* [Listed records]:
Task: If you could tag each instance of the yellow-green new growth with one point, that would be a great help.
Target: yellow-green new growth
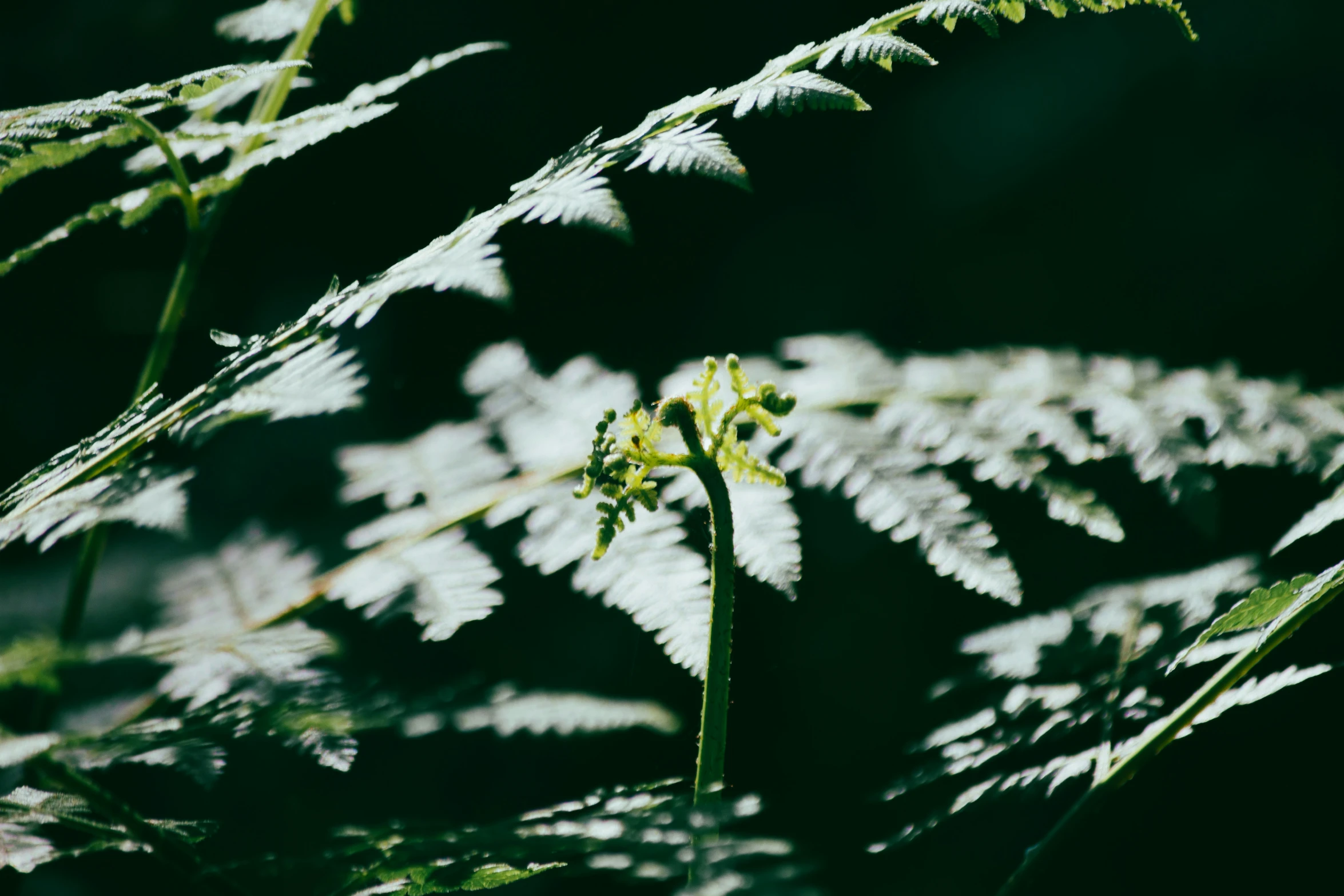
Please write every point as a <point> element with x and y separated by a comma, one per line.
<point>623,459</point>
<point>619,468</point>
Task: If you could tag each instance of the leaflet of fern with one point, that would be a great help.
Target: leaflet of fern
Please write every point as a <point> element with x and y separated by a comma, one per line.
<point>546,422</point>
<point>565,714</point>
<point>765,527</point>
<point>217,612</point>
<point>272,21</point>
<point>448,575</point>
<point>1093,670</point>
<point>145,496</point>
<point>204,137</point>
<point>640,833</point>
<point>27,813</point>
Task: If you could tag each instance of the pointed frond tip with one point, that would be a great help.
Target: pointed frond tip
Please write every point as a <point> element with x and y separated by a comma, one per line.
<point>33,131</point>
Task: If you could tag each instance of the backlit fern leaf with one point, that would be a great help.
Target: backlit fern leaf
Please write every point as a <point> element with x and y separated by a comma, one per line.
<point>948,13</point>
<point>448,577</point>
<point>900,492</point>
<point>881,49</point>
<point>570,190</point>
<point>218,609</point>
<point>147,496</point>
<point>546,422</point>
<point>204,137</point>
<point>648,572</point>
<point>691,148</point>
<point>765,527</point>
<point>29,818</point>
<point>1051,686</point>
<point>271,21</point>
<point>304,378</point>
<point>27,133</point>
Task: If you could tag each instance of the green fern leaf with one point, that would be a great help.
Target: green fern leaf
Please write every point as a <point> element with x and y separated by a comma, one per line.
<point>881,49</point>
<point>145,496</point>
<point>563,714</point>
<point>570,190</point>
<point>31,662</point>
<point>793,91</point>
<point>948,13</point>
<point>27,133</point>
<point>1316,520</point>
<point>272,21</point>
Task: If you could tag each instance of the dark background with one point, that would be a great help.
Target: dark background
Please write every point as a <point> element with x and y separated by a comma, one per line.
<point>1095,183</point>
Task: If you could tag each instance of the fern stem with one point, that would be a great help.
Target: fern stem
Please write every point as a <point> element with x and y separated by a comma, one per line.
<point>714,708</point>
<point>271,100</point>
<point>77,597</point>
<point>185,193</point>
<point>1162,734</point>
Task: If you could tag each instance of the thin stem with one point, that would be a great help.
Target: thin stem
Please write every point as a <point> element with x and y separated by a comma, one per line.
<point>179,174</point>
<point>271,100</point>
<point>1155,739</point>
<point>714,710</point>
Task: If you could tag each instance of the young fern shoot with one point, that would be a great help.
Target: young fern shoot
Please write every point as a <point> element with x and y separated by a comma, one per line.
<point>620,467</point>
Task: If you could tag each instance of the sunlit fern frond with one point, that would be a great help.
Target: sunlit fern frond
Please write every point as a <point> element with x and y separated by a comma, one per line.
<point>30,133</point>
<point>1062,695</point>
<point>31,818</point>
<point>634,833</point>
<point>538,712</point>
<point>269,21</point>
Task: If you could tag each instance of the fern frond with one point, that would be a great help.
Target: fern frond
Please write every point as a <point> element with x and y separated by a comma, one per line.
<point>691,148</point>
<point>29,814</point>
<point>570,190</point>
<point>565,714</point>
<point>881,49</point>
<point>250,579</point>
<point>217,612</point>
<point>205,139</point>
<point>949,11</point>
<point>1054,684</point>
<point>640,833</point>
<point>272,21</point>
<point>452,467</point>
<point>132,207</point>
<point>546,422</point>
<point>448,575</point>
<point>648,572</point>
<point>1262,612</point>
<point>30,131</point>
<point>145,496</point>
<point>305,378</point>
<point>1316,520</point>
<point>897,491</point>
<point>765,527</point>
<point>795,91</point>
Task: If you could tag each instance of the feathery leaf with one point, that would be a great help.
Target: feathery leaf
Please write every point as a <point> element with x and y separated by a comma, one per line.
<point>272,21</point>
<point>565,714</point>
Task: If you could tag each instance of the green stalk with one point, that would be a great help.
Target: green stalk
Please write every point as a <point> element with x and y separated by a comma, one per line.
<point>271,100</point>
<point>1068,832</point>
<point>714,708</point>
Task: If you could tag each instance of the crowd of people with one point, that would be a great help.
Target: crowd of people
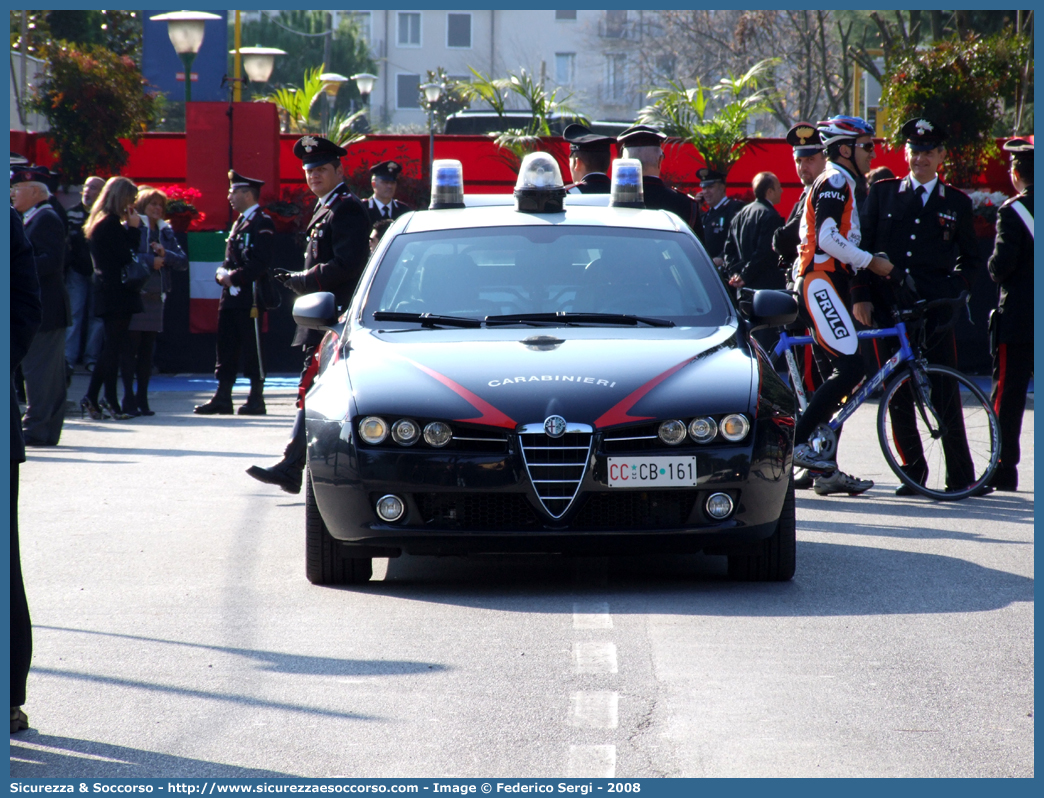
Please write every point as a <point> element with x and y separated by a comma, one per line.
<point>852,237</point>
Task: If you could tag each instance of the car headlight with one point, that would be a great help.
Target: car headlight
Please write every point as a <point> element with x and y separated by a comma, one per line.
<point>703,430</point>
<point>672,432</point>
<point>437,433</point>
<point>373,429</point>
<point>735,427</point>
<point>405,431</point>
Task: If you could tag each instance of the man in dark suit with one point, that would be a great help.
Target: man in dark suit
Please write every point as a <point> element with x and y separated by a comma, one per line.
<point>1012,324</point>
<point>720,212</point>
<point>645,144</point>
<point>335,255</point>
<point>25,315</point>
<point>384,181</point>
<point>590,160</point>
<point>247,257</point>
<point>44,364</point>
<point>926,229</point>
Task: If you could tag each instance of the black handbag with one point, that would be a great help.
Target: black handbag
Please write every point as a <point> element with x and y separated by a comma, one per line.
<point>134,275</point>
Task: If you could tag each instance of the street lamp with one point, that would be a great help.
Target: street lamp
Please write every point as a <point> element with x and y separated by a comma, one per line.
<point>331,85</point>
<point>431,93</point>
<point>186,29</point>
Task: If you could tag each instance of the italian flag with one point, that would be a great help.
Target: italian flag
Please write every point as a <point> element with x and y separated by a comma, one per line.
<point>206,254</point>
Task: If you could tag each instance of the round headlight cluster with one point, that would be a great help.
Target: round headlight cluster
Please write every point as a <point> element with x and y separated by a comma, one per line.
<point>375,430</point>
<point>735,426</point>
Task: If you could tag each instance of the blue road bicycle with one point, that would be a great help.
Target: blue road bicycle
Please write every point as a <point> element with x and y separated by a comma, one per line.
<point>912,416</point>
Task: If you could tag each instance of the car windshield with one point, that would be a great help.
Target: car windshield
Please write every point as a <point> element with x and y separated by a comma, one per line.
<point>500,272</point>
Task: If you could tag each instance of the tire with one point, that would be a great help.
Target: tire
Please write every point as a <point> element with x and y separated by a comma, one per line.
<point>981,429</point>
<point>777,560</point>
<point>324,562</point>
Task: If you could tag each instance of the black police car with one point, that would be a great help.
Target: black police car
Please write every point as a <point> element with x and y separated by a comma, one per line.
<point>545,376</point>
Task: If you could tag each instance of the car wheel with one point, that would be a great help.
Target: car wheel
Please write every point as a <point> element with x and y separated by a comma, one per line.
<point>777,558</point>
<point>324,562</point>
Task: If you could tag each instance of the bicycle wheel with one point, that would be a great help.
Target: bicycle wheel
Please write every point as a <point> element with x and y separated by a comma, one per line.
<point>939,432</point>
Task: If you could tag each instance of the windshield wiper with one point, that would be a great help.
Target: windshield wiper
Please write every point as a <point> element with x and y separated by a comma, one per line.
<point>569,318</point>
<point>426,320</point>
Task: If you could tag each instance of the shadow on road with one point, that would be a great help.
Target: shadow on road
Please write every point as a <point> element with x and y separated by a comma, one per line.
<point>36,755</point>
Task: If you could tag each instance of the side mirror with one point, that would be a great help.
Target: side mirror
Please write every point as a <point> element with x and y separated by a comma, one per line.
<point>772,308</point>
<point>316,311</point>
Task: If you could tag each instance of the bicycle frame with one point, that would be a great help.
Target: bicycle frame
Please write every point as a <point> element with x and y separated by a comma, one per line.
<point>905,353</point>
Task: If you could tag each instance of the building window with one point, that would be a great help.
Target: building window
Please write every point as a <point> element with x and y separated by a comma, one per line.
<point>616,24</point>
<point>458,30</point>
<point>407,91</point>
<point>409,29</point>
<point>616,76</point>
<point>565,68</point>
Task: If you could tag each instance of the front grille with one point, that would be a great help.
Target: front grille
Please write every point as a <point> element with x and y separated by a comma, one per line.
<point>640,438</point>
<point>636,510</point>
<point>477,512</point>
<point>555,466</point>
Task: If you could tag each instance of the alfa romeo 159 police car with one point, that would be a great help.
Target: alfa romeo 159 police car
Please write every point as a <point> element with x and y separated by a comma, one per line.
<point>548,375</point>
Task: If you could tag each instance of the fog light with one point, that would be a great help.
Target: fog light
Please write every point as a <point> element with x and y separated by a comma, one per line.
<point>671,432</point>
<point>735,427</point>
<point>373,429</point>
<point>437,433</point>
<point>405,431</point>
<point>703,430</point>
<point>718,506</point>
<point>390,508</point>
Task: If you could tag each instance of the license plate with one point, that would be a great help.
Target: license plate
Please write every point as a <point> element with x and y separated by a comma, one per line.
<point>651,472</point>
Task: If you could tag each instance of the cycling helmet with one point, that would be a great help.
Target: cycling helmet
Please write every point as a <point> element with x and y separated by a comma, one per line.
<point>839,130</point>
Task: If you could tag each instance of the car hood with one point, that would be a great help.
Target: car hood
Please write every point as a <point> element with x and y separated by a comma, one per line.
<point>587,375</point>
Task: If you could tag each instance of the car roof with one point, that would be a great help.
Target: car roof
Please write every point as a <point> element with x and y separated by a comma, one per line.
<point>489,215</point>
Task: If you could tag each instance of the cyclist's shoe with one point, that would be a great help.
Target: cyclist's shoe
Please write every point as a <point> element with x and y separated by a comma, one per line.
<point>806,456</point>
<point>838,482</point>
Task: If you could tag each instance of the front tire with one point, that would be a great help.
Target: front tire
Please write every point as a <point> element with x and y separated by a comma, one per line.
<point>778,556</point>
<point>324,562</point>
<point>928,474</point>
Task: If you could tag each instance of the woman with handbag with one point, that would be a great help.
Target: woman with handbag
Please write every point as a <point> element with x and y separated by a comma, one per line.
<point>160,252</point>
<point>113,233</point>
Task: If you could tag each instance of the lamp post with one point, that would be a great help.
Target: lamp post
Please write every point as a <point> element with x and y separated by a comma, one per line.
<point>186,29</point>
<point>331,85</point>
<point>431,93</point>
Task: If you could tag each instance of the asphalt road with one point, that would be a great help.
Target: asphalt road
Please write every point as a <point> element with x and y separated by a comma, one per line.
<point>175,634</point>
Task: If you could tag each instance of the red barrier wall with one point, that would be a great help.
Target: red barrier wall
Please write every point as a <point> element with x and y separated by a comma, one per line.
<point>160,158</point>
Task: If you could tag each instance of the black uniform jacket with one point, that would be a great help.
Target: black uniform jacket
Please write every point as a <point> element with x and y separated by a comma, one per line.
<point>112,245</point>
<point>1012,265</point>
<point>595,183</point>
<point>715,223</point>
<point>46,232</point>
<point>375,213</point>
<point>25,313</point>
<point>247,256</point>
<point>659,196</point>
<point>933,241</point>
<point>336,252</point>
<point>78,257</point>
<point>749,249</point>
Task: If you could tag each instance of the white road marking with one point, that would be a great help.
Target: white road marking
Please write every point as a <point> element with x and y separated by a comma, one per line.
<point>594,657</point>
<point>594,710</point>
<point>591,761</point>
<point>592,615</point>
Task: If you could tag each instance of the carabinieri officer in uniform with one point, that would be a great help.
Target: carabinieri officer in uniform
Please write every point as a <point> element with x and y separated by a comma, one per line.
<point>247,256</point>
<point>590,158</point>
<point>384,181</point>
<point>926,229</point>
<point>717,218</point>
<point>335,255</point>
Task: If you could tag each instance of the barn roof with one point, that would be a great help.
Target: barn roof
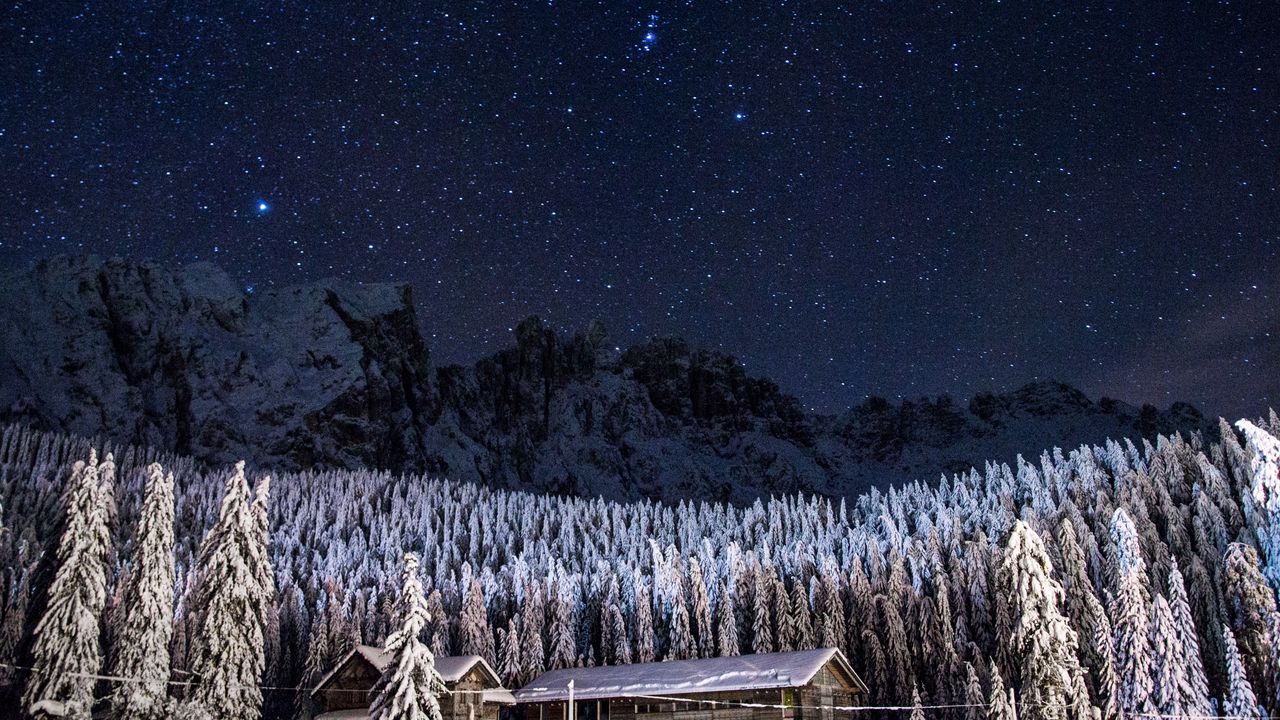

* [Problem to solve]:
Repeat, character for character, the lines of the material above from the line with "Target: italian flag" through the line with "Target: tire".

* [Written answer]:
Target: italian flag
Please write every point as a <point> element with x and y separated by a comma, one per line.
<point>206,254</point>
Task: If you could tag each instance of the round headlight cluster with one point, that would be a great help.
Target: round headlight cluster
Please write every point as a <point> element with x and y separated by a comma, one per line.
<point>375,430</point>
<point>735,426</point>
Task: If you could tag each instance of the blue road bicycle with one point, that would be a great help.
Target: blue road bicycle
Please write every point as a <point> element with x and y separated by a comma, one per line.
<point>912,416</point>
Task: If you could tag each instance of the car windshield with one point, that would be a great help.
Target: car windshield
Please write every point as a <point> element with x and y separated by a comma, one per line.
<point>500,272</point>
Task: If you could tag each instance of the tire with one point, that would be a great help.
Target: tire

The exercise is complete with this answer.